The input:
▬▬▬▬▬▬

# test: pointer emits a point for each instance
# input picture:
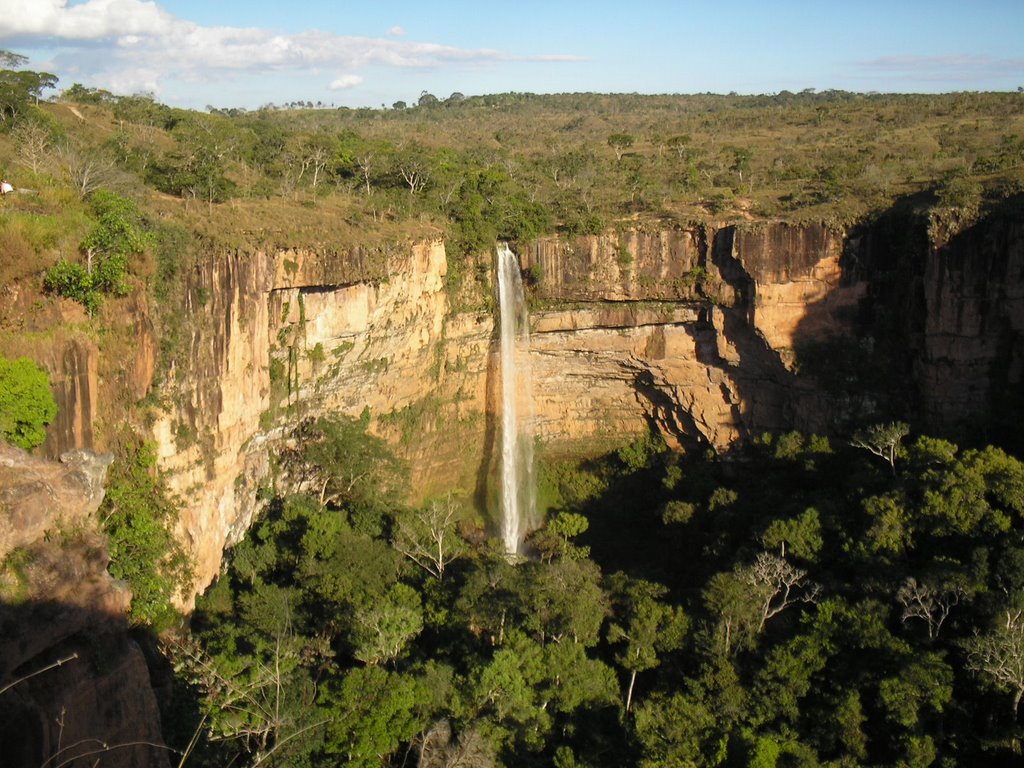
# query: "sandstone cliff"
(692, 330)
(72, 681)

▬▬▬▬▬▬

Reproduce the data above verbatim, line by line, but leave the pictures out.

# test: pointer emits a point for each instance
# input picture:
# query: "sandstone cliff"
(692, 330)
(72, 681)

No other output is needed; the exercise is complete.